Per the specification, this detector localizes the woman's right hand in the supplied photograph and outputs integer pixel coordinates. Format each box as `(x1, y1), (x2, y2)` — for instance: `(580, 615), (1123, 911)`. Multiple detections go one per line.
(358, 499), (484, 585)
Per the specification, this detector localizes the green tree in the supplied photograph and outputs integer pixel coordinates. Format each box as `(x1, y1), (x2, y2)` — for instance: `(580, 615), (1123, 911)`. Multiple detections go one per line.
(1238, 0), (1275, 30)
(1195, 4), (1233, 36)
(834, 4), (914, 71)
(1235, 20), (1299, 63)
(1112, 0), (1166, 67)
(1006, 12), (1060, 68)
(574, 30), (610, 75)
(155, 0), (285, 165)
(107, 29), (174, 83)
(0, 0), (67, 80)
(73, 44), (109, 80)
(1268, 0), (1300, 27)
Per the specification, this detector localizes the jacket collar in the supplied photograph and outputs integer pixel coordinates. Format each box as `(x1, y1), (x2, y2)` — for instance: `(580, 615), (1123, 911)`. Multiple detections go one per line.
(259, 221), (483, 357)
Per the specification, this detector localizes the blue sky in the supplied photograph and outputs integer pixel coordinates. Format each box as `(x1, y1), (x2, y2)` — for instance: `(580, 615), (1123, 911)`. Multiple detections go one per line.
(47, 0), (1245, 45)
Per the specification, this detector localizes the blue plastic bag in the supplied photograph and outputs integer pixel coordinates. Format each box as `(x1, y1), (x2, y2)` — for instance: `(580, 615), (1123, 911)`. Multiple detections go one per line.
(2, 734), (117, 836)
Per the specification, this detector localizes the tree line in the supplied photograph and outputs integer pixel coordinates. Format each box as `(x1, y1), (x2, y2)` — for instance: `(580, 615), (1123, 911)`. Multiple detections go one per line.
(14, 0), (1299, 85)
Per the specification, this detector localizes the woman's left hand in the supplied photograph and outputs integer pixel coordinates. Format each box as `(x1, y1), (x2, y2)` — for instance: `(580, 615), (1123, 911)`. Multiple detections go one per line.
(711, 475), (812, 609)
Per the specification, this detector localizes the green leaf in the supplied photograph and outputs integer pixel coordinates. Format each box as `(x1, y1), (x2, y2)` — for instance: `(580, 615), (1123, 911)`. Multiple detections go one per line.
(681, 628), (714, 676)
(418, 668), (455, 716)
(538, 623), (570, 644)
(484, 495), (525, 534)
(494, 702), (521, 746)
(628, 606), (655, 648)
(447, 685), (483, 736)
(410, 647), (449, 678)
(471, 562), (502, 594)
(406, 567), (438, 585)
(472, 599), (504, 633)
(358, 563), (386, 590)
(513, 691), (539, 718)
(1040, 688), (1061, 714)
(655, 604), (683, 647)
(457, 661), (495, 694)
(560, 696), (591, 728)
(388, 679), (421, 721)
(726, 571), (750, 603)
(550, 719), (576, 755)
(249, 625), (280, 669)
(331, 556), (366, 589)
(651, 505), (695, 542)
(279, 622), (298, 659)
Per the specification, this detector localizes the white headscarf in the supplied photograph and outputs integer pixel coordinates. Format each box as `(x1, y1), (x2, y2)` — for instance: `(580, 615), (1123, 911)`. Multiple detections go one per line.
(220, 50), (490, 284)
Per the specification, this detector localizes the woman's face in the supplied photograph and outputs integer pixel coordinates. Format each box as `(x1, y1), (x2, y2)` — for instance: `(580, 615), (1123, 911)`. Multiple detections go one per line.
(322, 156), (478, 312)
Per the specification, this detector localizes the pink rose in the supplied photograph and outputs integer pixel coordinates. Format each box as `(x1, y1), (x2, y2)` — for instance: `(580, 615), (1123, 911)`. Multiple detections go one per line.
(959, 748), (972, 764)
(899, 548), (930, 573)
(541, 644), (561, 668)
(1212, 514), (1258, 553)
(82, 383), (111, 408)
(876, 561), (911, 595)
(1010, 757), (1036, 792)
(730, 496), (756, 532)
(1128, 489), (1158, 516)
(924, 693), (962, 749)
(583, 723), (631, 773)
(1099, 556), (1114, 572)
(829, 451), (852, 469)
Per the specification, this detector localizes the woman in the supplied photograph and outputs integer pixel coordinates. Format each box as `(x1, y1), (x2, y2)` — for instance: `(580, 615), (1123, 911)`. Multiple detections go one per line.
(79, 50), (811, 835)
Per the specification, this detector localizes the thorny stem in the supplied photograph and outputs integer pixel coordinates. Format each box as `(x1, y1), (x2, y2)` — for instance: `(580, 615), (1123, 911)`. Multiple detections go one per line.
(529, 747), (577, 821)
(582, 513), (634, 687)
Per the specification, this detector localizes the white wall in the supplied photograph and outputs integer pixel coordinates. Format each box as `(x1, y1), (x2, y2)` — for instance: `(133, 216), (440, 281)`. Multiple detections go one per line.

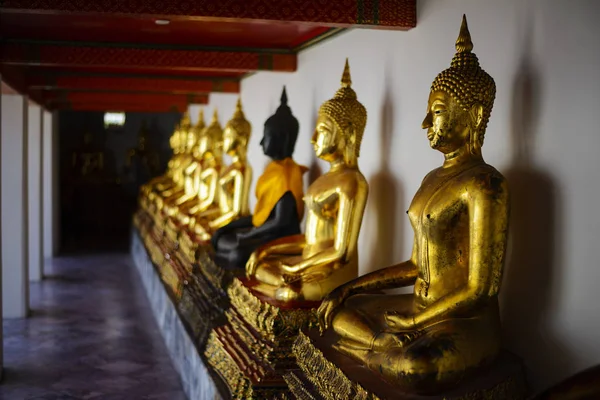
(1, 94), (29, 318)
(192, 0), (600, 390)
(28, 104), (43, 281)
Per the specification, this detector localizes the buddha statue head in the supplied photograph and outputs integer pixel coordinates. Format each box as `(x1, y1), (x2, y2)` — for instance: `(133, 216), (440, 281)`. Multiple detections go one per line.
(196, 109), (223, 158)
(169, 124), (181, 154)
(262, 86), (300, 160)
(313, 59), (367, 167)
(422, 15), (496, 157)
(179, 111), (196, 153)
(191, 108), (206, 150)
(223, 98), (252, 157)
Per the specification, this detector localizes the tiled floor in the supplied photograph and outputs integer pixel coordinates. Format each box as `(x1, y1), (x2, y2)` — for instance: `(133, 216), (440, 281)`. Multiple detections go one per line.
(1, 254), (186, 400)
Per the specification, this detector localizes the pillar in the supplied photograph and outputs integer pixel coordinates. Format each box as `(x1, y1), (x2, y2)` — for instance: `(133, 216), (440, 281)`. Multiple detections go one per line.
(28, 103), (43, 281)
(1, 93), (29, 318)
(42, 110), (57, 259)
(0, 76), (4, 376)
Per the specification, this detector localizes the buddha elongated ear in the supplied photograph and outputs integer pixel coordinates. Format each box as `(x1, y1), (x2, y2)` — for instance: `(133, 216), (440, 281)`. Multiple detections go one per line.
(469, 103), (484, 130)
(469, 103), (484, 154)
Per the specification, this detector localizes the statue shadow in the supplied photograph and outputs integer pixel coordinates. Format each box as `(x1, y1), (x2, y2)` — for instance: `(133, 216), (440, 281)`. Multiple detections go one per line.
(307, 94), (323, 184)
(365, 75), (403, 274)
(500, 25), (574, 391)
——
## [TASK TO CARRY OUT]
Output every entry word for word, but omit the pictures.

## [YOUR SOLUTION]
Per the specification, this detector localizes the woman's right hand in the supplied photograph and outputs integer pixel coordinates. Format each box as `(x1, y1), (x2, y2)` — for instance: `(580, 615), (1123, 911)`. Multiple detections go one per line.
(358, 499), (484, 585)
Per the specification, this detector localizes the green tree in the supplied photograph and outputs integer pixel coordinates. Format each box as `(x1, y1), (x2, y2)` — for instance: `(580, 615), (1123, 911)`. Multiple detections go one per line.
(1238, 0), (1275, 30)
(1195, 4), (1233, 36)
(834, 4), (914, 71)
(1235, 20), (1299, 63)
(1112, 0), (1166, 67)
(1006, 12), (1060, 68)
(574, 30), (610, 75)
(155, 0), (285, 165)
(107, 29), (174, 83)
(0, 0), (67, 80)
(73, 44), (109, 80)
(1268, 0), (1300, 27)
Per the specification, this detector localizes the jacket collar in the supplied photograph and outputs integer pixel coordinates. Format each box as `(x1, y1), (x2, y2)` — for instance: `(580, 615), (1123, 911)`. Multiple detections go one per line.
(259, 221), (483, 357)
Per the specification, this detector localizes the blue sky in the supplied photograph and outputs integer pixel coordinates. Format each box as `(x1, y1), (x2, y2)` — for instance: `(580, 615), (1123, 911)`. Multiple detections go one per line.
(47, 0), (1245, 45)
Per the specification, this detector localizes the blue plastic bag in the supplied photograph and outputs integer pixel coordinates. Format each box as `(x1, y1), (x2, y2)` — for instance: `(580, 615), (1123, 911)`. Multiple detections go one per line.
(2, 734), (117, 836)
Per the specification, this detector localizes the tree line in the supplied photograph and outputs integer pixel coordinates. Format each box as `(x1, y1), (x2, y2)` — for instance: `(580, 615), (1123, 911)`. Multiple detections go one per line.
(14, 0), (1299, 85)
Per the specification, this detector localizes the woman's left hand in the supplied photograph and outputs integer pixel coordinates. Format each box as `(x1, y1), (x2, y2)` — for instance: `(580, 615), (1123, 911)`. Multiple detections go one per line.
(711, 475), (812, 609)
Per the specification, this detector localizes the green leaf in the supplied photograph and outputs integer pixel coordinates. Format each box as `(x1, y1), (x2, y2)` — for instance: `(580, 615), (1123, 911)`. Multiple detections go one per line.
(681, 628), (714, 676)
(418, 668), (455, 716)
(538, 623), (570, 644)
(484, 495), (525, 534)
(494, 702), (521, 746)
(628, 606), (655, 648)
(447, 685), (483, 736)
(410, 647), (449, 678)
(471, 562), (502, 594)
(406, 567), (438, 585)
(472, 599), (504, 633)
(358, 563), (386, 590)
(513, 691), (539, 718)
(1040, 688), (1061, 714)
(655, 604), (683, 647)
(457, 661), (495, 694)
(560, 696), (591, 728)
(388, 679), (421, 721)
(726, 571), (750, 603)
(550, 719), (576, 755)
(249, 625), (280, 669)
(331, 556), (366, 589)
(651, 505), (695, 542)
(279, 622), (298, 659)
Per the specification, this detector localizes the white headscarf in the supplied photograph and outputs integer pixel coordinates. Format each box as `(x1, y1), (x2, y2)` — for instance: `(580, 615), (1123, 911)`. Multiple detections go one per line.
(220, 50), (490, 284)
Per the specification, this detector localizes the woman's face in the supplied photograph and outputs integer pixel coordinates. Format each box as `(x1, y1), (x2, y2)` — for instance: `(580, 615), (1123, 911)`. Multiple detections go one per line.
(322, 156), (478, 312)
Per the specification, this detector localizes the pink rose in the supplied photograph and outputs integer pixel coordinates. Format each box as `(x1, y1), (x2, y2)` — for instance: `(580, 615), (1123, 911)`. Multiple detections go one per line.
(959, 748), (972, 764)
(899, 548), (930, 573)
(541, 644), (561, 668)
(1212, 514), (1258, 553)
(82, 383), (111, 408)
(876, 561), (911, 595)
(1010, 757), (1036, 792)
(730, 496), (756, 532)
(1128, 489), (1158, 516)
(924, 693), (962, 749)
(583, 723), (631, 773)
(1099, 556), (1114, 572)
(829, 451), (852, 469)
Per the specification, this detector localizes the woman in the supplied photograph and outputs integer pixel coordinates. Format each box as `(x1, y1), (x2, y2)` — for instance: `(580, 615), (1123, 911)`. Multiple detections go one per line.
(79, 50), (811, 835)
Per the specification, this detector localizes the thorny stem in the supplied photograph and outputs integer pixel coordinates. Format each box as `(x1, y1), (x2, y2)` — for instance: `(580, 615), (1123, 911)`. Multiple detections go one per line.
(529, 747), (577, 821)
(582, 513), (634, 687)
Per the specification, this detector localizes the white wall in the supplied photograph and outputs integer pixel coordinates. Format each box as `(x1, y1), (x2, y2)` — for instance: `(133, 216), (440, 281)`. Multiple detections go one per line.

(1, 94), (29, 318)
(192, 0), (600, 390)
(28, 104), (43, 281)
Per the specification, this detector localizes the buddha statue head in the supplied photograph and outputs integer pixel coordinates. Format each box as `(x1, y1), (x2, y2)` — for instance: `(133, 216), (440, 281)`. Multiple detections go one per line.
(196, 109), (223, 158)
(169, 124), (181, 154)
(262, 86), (300, 160)
(313, 59), (367, 167)
(422, 15), (496, 157)
(179, 111), (196, 153)
(191, 108), (206, 150)
(223, 98), (252, 157)
Per the specification, this detector localizes the tiled floor in the supplied photograph and outputs integer pixel coordinates. Format each box as `(x1, y1), (x2, y2)` — for instance: `(133, 216), (440, 281)`. Multiple detections go one per line.
(1, 254), (186, 400)
Per the specification, this detector localizes the pillar in the supplied photograph and outputs integer pixel coordinates. Format each box as `(x1, y1), (x2, y2)` — for instance: `(133, 216), (440, 281)`. Multiple detections go one per line.
(28, 103), (43, 281)
(1, 93), (29, 318)
(42, 110), (57, 259)
(0, 76), (4, 376)
Per the specification, this detector localizes the buddha elongated ear in the supplied photograph and outputs integer pixel coordinates. Format each box as `(x1, y1), (x2, y2)` — for instance: `(133, 216), (440, 281)`. Multiple detections go one per line.
(469, 103), (484, 130)
(469, 103), (484, 154)
Per the specification, this detector localizes the statue shadow in the supplied photograph and outputs integer pixel coordinates. Format each box as `(x1, y1), (x2, y2)` — for instance: `(133, 216), (440, 281)`. Multiple detections go one per line.
(307, 94), (323, 184)
(365, 75), (403, 274)
(500, 25), (574, 391)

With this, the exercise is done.